◆ Direction A
Do the following statements agree with the Kvasir-SEG code below? For each, answer yes or no and quote the deciding words of the code. (i) Each image and mask is resized to 64 by 64. (ii) One fifth of the data is held out for validation. (iii) The masks are read in color.
# Passage provided start
We will use the Kvasir-SEG dataset for this exercise. Let's download and extract the dataset.

In [None]:
# Download the Kvasir-SEG dataset to local storage
url = "https://datasets.simula.no/downloads/kvasir-seg.zip"
zip_path = "Kvasir-SEG.zip"
data_path = ""

if not os.path.exists(zip_path):
    urllib.request.urlretrieve(url, zip_path)

with zipfile.ZipFile(zip_path, 'r') as zip_ref:
    zip_ref.extractall(data_path)

### Load the dataset

Let's load the images and masks from the extracted dataset.

In [None]:
# define paths for images and masks
image_dir = os.path.join(data_path, 'Kvasir-SEG/images')
mask_dir = os.path.join(data_path, 'Kvasir-SEG/masks')

# create empty lists to store images and masks
images = []
masks = []

# loop through each file in the images and masks directories, read the images and masks, and store them in the lists
for image_name in os.listdir(image_dir):
    
    image_path = os.path.join(image_dir, image_name)
    mask_path = os.path.join(mask_dir, image_name)

    image = cv2.imread(image_path, cv2.IMREAD_COLOR)
    mask = cv2.imread(mask_path, cv2.IMREAD_GRAYSCALE)

    image = cv2.resize(image, (64, 64))
    mask = cv2.resize(mask, (64, 64))

    images.append(image)
    masks.append(mask)

# convert the lists to numpy arrays
images = np.array(images)
masks = np.array(masks)

# Normalize images
images = images / 255.0
masks = masks / 255.0
masks = masks.reshape(-1, 64, 64, 1) # add an extra dimension for the channel

# Split the data into training and validation sets
train_images, val_images, train_masks, val_masks = train_test_split(images, masks, test_size=0.2, random_state=42)

# Check the shapes to ensure they are correct
print(f'Train images shape: {train_images.shape}')
print(f'Validation images shape: {val_images.shape}')
print(f'Train masks shape: {train_masks.shape}')
print(f'Validation masks shape: {val_masks.shape}')

### Build the U-Net model

We will build a U-Net model for image segmentation.

In [None]:
def unet_model(input_size=(64, 64, 3)):
    
    inputs = Input(input_size)

    # Encoder
    conv1 = Conv2D(32, 3, activation='relu', padding='same')(inputs)
    conv1 = Conv2D(32, 3, activation='relu', padding='same')(conv1)
    pool1 = MaxPooling2D(pool_size=(2, 2))(conv1)

    conv2 = Conv2D(64, 3, activation='relu', padding='same')(pool1)
# Passage provided end
# Records start
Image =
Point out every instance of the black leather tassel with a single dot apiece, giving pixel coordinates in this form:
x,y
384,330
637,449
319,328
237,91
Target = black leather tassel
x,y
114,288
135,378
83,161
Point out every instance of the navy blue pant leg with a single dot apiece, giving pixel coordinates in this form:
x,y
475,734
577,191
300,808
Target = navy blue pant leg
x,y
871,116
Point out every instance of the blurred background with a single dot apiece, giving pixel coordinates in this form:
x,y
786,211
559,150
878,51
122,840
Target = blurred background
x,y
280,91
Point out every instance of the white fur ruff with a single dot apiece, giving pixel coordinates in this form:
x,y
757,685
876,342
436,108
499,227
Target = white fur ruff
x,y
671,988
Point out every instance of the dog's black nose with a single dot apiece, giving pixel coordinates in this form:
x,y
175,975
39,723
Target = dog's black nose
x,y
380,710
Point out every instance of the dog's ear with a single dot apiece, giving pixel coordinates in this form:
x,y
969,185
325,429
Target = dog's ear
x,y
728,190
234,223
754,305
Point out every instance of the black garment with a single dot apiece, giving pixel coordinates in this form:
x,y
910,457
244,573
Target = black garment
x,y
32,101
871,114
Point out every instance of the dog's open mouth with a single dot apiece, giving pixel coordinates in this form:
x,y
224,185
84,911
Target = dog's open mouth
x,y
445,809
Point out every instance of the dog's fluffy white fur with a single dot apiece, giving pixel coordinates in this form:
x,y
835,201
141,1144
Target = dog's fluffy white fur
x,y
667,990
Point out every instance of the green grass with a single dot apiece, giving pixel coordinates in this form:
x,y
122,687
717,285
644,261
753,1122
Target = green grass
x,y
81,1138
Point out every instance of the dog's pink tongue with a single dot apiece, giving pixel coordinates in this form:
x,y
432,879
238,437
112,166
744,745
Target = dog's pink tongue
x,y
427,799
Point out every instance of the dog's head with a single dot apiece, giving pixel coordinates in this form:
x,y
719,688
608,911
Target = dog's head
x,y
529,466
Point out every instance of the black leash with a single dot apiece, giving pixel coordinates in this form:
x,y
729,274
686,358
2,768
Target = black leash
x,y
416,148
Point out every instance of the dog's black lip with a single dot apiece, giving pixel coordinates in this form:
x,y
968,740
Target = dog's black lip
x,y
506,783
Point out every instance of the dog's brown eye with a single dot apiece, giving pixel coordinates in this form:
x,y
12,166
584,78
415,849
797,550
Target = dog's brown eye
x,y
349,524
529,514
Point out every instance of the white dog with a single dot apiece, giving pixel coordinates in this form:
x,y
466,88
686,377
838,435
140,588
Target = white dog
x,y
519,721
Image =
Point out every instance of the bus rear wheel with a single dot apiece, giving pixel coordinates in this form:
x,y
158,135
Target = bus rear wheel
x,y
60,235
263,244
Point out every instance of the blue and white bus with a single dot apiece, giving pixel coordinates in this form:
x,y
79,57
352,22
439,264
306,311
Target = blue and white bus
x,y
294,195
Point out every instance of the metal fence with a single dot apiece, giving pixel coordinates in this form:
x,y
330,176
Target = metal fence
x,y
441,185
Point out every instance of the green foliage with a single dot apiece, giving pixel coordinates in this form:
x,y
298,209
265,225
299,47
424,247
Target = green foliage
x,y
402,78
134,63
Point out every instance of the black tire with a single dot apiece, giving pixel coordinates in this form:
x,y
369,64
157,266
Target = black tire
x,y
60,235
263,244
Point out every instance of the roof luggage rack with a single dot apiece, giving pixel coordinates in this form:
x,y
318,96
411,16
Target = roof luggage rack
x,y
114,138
# Records end
◆ Direction B
Please output, word for word, the part of the records that opens with the line containing "Point out every instance of the roof" and runs through the end of the records, including both the first line and the last.

◆ Full response A
(i) Yes: "image = cv2.resize(image, (64, 64))" and "mask = cv2.resize(mask, (64, 64))"
(ii) Yes: "test_size=0.2"
(iii) No: "mask = cv2.imread(mask_path, cv2.IMREAD_GRAYSCALE)"

◆ Full response B
Point out every instance of the roof luggage rack with a single dot apiece, giving pixel coordinates in this form:
x,y
318,96
411,16
Target = roof luggage rack
x,y
114,138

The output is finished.